**Problem to work on**
Can you repeat these lines of the listing word for word, starting with the line containing "mark the region of every instance of the **short" and continuing through the line containing "115], [267, 128]]]", both included?

**Provided entries**
|---|

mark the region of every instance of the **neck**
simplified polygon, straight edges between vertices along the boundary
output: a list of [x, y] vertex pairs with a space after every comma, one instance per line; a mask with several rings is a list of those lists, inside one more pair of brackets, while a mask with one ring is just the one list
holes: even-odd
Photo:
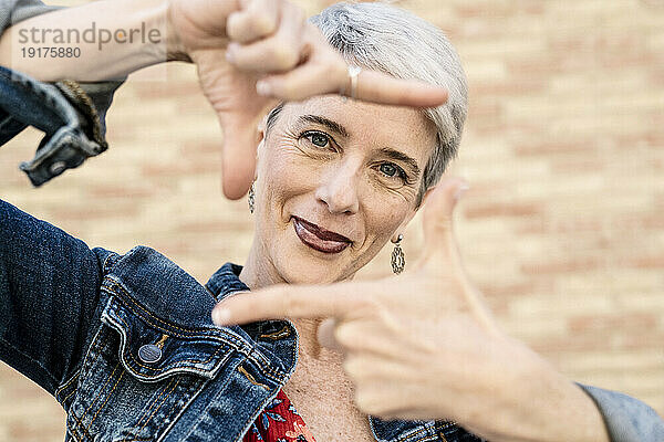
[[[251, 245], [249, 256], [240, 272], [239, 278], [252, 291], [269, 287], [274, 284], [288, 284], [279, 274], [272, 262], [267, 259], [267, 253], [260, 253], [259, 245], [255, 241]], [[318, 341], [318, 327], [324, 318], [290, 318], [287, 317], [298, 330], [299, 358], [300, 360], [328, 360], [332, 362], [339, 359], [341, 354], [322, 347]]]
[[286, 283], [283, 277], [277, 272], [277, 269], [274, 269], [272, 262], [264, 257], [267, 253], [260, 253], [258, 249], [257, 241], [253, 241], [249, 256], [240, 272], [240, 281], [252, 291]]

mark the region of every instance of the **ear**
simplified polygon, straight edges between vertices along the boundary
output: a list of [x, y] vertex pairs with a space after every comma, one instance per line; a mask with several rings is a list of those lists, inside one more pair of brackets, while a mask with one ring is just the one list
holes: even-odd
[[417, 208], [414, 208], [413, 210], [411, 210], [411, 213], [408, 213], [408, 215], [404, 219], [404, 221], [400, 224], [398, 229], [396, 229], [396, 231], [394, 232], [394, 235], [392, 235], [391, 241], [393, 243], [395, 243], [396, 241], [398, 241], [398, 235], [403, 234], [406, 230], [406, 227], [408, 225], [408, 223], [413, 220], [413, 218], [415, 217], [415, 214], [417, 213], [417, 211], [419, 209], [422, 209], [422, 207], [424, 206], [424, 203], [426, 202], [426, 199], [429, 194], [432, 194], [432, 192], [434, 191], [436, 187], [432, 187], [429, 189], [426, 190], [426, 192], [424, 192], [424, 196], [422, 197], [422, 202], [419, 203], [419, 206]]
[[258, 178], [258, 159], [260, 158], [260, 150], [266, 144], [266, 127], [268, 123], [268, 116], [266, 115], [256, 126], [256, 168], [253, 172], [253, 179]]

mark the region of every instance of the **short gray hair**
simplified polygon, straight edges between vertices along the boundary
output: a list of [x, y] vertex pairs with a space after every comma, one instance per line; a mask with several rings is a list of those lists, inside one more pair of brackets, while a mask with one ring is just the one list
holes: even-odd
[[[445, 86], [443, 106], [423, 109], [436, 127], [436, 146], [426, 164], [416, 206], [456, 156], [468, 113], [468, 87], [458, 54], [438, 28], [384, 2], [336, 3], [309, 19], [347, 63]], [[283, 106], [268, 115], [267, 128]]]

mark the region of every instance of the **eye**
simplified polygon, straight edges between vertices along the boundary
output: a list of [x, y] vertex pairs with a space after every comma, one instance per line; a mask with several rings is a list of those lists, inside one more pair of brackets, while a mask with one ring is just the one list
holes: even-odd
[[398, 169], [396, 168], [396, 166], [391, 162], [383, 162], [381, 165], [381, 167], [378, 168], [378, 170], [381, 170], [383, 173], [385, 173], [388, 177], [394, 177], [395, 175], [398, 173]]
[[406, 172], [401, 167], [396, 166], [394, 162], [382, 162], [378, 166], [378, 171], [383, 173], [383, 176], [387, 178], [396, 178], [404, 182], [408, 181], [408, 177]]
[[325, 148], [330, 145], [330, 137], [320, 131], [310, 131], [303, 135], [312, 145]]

|---|

**Task output**
mark the region of every instance of the **short gray hair**
simplified polygon, straight edges between vertices along the boundary
output: a list of [x, y] vertex pairs with a space after every comma, one instance per line; a mask with several rings is a list of those lists, inside one more pair of brackets, while a mask with one ring is just the one list
holes: even-odd
[[[445, 86], [443, 106], [423, 109], [436, 127], [436, 146], [426, 164], [416, 206], [456, 156], [468, 113], [468, 87], [458, 54], [438, 28], [384, 2], [336, 3], [309, 19], [347, 63]], [[283, 106], [268, 115], [267, 128]]]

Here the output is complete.